> [What is expected] Using the records that follow, copy every line containing the word "shorts".

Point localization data

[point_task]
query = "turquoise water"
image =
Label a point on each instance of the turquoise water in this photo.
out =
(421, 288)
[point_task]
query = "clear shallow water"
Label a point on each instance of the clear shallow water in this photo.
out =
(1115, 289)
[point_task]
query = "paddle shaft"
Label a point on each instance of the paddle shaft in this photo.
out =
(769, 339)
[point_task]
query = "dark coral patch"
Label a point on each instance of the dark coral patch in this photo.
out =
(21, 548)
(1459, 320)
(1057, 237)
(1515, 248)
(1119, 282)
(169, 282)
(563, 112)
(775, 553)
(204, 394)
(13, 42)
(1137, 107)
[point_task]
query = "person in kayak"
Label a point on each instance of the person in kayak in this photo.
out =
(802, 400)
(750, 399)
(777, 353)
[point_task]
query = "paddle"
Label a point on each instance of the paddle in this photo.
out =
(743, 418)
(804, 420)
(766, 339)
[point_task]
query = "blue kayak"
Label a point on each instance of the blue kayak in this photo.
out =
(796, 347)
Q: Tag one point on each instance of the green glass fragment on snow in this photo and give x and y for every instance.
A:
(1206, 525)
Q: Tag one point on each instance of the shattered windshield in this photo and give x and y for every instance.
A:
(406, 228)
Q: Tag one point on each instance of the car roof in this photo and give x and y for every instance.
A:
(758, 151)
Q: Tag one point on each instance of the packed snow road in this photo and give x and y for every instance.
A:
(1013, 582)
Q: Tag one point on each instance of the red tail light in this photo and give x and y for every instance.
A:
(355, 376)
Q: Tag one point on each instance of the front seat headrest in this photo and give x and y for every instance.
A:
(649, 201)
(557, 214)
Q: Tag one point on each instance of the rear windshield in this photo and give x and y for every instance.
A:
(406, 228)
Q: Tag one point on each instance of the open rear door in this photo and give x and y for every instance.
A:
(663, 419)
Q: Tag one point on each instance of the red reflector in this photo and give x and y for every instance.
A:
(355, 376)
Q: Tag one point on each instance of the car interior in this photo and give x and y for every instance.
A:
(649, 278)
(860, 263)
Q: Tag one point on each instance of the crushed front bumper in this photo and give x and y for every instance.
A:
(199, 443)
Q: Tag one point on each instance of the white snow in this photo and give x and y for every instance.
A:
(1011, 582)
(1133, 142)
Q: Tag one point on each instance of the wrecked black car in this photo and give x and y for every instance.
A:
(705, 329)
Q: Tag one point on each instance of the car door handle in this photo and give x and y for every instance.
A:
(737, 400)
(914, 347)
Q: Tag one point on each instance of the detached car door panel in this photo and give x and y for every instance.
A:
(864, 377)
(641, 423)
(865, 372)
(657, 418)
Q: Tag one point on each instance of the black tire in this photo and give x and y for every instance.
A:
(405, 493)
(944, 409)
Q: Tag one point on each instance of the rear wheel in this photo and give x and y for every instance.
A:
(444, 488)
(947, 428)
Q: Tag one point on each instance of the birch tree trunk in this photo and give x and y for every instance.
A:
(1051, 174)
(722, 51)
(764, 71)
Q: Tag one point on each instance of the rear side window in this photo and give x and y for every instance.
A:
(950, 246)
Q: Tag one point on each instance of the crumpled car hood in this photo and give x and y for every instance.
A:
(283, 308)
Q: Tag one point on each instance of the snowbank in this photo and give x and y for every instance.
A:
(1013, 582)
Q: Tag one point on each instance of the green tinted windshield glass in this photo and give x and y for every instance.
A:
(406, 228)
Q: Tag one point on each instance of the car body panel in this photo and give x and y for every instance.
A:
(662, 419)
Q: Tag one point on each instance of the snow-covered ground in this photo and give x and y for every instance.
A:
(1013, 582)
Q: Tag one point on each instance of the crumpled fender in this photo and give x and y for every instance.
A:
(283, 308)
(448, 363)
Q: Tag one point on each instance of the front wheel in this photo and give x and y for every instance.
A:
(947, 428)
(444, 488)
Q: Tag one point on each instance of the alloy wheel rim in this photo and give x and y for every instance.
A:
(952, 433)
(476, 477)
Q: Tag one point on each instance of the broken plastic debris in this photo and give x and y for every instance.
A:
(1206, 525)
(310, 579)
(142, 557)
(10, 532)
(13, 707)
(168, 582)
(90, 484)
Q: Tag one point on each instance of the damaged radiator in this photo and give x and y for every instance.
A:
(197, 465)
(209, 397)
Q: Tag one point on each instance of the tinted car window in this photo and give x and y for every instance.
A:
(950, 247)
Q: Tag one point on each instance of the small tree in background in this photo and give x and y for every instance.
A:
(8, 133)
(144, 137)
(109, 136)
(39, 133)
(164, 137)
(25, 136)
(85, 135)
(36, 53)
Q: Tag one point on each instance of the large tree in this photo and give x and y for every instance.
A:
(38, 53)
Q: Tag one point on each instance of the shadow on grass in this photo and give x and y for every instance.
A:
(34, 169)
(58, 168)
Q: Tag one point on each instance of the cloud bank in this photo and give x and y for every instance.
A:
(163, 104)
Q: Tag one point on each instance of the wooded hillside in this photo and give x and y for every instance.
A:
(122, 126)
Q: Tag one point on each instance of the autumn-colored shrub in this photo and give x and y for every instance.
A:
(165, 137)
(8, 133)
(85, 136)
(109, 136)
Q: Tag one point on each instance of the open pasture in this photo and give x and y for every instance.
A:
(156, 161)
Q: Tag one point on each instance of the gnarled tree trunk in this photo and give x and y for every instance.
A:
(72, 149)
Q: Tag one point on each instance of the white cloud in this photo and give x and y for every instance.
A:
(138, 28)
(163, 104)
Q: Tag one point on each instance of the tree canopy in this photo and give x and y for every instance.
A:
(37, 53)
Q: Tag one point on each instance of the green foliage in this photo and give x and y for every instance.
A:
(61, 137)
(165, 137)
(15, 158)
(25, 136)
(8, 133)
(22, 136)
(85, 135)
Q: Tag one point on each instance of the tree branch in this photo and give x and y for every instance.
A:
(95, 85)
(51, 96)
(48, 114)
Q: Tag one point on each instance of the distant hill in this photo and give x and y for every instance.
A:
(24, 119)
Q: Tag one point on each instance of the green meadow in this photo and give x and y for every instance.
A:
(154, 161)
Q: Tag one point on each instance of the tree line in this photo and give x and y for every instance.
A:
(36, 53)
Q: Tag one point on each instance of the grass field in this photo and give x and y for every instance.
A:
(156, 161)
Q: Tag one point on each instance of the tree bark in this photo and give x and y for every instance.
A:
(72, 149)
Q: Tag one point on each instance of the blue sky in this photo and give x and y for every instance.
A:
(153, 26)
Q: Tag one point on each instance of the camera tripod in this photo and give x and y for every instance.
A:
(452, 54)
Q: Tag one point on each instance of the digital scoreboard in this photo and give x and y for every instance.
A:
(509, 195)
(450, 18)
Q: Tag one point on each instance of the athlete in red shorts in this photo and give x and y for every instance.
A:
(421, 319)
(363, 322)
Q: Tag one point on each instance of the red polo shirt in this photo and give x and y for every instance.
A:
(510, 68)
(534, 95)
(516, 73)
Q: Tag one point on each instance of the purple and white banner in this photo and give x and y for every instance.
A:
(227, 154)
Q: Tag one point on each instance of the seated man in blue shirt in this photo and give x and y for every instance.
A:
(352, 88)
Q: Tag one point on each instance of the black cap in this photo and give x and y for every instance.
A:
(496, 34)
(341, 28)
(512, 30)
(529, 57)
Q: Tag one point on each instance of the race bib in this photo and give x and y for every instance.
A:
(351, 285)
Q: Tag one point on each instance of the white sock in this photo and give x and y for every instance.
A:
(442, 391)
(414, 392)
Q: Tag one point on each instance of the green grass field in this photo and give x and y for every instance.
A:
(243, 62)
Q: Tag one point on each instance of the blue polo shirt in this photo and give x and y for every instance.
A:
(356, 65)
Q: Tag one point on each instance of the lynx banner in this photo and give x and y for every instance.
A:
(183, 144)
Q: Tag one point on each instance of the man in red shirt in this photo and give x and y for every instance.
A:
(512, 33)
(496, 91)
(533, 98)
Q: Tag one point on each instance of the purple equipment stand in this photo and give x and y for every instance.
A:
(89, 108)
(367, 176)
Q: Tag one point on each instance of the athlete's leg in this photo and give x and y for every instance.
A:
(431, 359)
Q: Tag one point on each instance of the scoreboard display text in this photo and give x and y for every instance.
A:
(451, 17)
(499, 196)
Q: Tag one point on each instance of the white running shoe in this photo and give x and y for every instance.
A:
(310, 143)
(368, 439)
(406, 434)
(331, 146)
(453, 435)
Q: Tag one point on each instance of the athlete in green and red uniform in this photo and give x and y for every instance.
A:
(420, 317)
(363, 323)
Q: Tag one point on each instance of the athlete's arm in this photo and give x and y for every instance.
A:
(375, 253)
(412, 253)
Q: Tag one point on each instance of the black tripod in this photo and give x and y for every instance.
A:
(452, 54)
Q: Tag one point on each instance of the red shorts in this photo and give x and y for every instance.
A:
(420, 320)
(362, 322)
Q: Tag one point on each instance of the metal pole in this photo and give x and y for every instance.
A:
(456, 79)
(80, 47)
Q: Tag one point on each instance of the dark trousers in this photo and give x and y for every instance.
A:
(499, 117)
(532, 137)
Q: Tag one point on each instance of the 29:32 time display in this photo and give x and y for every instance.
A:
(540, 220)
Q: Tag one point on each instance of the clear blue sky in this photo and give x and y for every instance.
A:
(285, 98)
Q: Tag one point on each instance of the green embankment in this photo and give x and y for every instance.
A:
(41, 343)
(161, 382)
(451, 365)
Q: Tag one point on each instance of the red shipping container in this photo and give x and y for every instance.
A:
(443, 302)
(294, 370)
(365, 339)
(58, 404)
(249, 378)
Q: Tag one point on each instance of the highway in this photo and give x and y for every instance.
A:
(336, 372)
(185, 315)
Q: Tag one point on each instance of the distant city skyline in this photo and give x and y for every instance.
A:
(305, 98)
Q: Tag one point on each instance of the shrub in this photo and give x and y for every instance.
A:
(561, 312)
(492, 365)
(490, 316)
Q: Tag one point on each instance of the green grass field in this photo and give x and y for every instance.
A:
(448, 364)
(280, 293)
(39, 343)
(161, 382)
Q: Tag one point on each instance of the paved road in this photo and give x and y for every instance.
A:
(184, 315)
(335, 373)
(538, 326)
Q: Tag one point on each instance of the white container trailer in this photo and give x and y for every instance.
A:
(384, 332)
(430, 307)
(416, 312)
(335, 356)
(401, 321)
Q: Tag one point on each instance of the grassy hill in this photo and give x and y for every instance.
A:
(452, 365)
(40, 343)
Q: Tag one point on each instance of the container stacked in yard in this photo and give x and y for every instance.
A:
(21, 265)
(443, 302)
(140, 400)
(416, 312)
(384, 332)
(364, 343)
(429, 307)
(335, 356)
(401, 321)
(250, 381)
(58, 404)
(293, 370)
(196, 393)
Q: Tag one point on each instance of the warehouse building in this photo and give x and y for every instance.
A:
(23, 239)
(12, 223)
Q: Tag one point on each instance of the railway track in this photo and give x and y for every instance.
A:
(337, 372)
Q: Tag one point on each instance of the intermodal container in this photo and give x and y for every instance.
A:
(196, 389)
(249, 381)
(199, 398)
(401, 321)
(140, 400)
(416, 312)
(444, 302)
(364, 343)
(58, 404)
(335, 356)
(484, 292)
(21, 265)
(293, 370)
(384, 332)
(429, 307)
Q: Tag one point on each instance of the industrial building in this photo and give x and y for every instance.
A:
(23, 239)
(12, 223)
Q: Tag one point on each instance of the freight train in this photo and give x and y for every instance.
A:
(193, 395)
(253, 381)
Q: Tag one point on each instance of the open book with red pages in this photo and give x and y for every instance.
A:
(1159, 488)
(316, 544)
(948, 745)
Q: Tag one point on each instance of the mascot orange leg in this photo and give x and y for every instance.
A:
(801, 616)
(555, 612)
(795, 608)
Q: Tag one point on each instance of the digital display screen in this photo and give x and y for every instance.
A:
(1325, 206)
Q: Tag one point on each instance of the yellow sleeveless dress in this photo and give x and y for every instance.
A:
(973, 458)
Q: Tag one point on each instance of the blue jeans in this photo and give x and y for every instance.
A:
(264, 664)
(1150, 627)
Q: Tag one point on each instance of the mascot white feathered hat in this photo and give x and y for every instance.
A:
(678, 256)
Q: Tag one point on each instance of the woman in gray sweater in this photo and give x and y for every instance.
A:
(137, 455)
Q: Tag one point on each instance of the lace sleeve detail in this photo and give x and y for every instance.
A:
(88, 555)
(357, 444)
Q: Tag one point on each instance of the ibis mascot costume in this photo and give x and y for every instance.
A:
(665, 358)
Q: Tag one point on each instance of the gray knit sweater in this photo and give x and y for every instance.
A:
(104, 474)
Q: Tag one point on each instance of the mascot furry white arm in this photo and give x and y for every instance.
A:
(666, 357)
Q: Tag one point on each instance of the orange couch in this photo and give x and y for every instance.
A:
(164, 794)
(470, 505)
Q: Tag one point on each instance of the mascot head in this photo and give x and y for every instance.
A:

> [Response below]
Q: Tag one point on each instance of the athlete in red shorts in this photo and give x and y for every instance.
Q: Tag one point on each instance of the red shorts in this photo and give x and y for every instance.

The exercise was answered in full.